[TASK DETAILS] Arrange the entries below as a CSV with two columns, "text" and "answer", giving each entry one row. Put its text and its complete answer each in a single quoted field, with every line break replaced by a space.
═════ TASK INPUTS ═════
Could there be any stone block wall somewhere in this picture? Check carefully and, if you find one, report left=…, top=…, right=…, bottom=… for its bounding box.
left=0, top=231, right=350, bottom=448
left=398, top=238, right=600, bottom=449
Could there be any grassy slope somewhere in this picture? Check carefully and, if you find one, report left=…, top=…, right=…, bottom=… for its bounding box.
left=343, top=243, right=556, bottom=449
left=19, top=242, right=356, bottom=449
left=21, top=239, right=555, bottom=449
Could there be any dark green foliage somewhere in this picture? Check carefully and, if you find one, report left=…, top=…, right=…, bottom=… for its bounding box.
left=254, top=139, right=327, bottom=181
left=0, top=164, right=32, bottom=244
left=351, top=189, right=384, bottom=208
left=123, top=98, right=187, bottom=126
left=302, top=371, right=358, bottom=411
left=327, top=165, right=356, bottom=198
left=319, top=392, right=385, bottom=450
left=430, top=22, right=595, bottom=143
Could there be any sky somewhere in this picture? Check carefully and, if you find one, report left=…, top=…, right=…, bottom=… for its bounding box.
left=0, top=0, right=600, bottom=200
═════
[FULL SOLUTION]
text,answer
"Could there be any stone block wall somewhere in this picture? Check carefully and, if you find one, report left=…, top=…, right=…, bottom=… for its bounding box.","left=0, top=231, right=350, bottom=448 left=398, top=238, right=600, bottom=449"
"Could there be any grassy slope somewhere in this picture? Check carefully and, if you find one, report left=…, top=…, right=…, bottom=… for its bounding box.","left=343, top=243, right=556, bottom=449 left=19, top=242, right=356, bottom=449 left=21, top=239, right=555, bottom=449"
"Could there be any dark green foliage somewhere in this picture? Check carefully and, if you find one, report left=…, top=…, right=…, bottom=… for its bounding box.","left=254, top=139, right=327, bottom=181 left=0, top=164, right=32, bottom=244 left=351, top=189, right=384, bottom=208 left=123, top=98, right=187, bottom=126 left=302, top=371, right=358, bottom=411 left=327, top=165, right=356, bottom=198 left=319, top=392, right=385, bottom=450 left=430, top=22, right=595, bottom=143"
"Could there be any sky somewhere in this picture? Check carefully and, if you find one, report left=…, top=…, right=…, bottom=… for its bounding box.","left=0, top=0, right=600, bottom=200"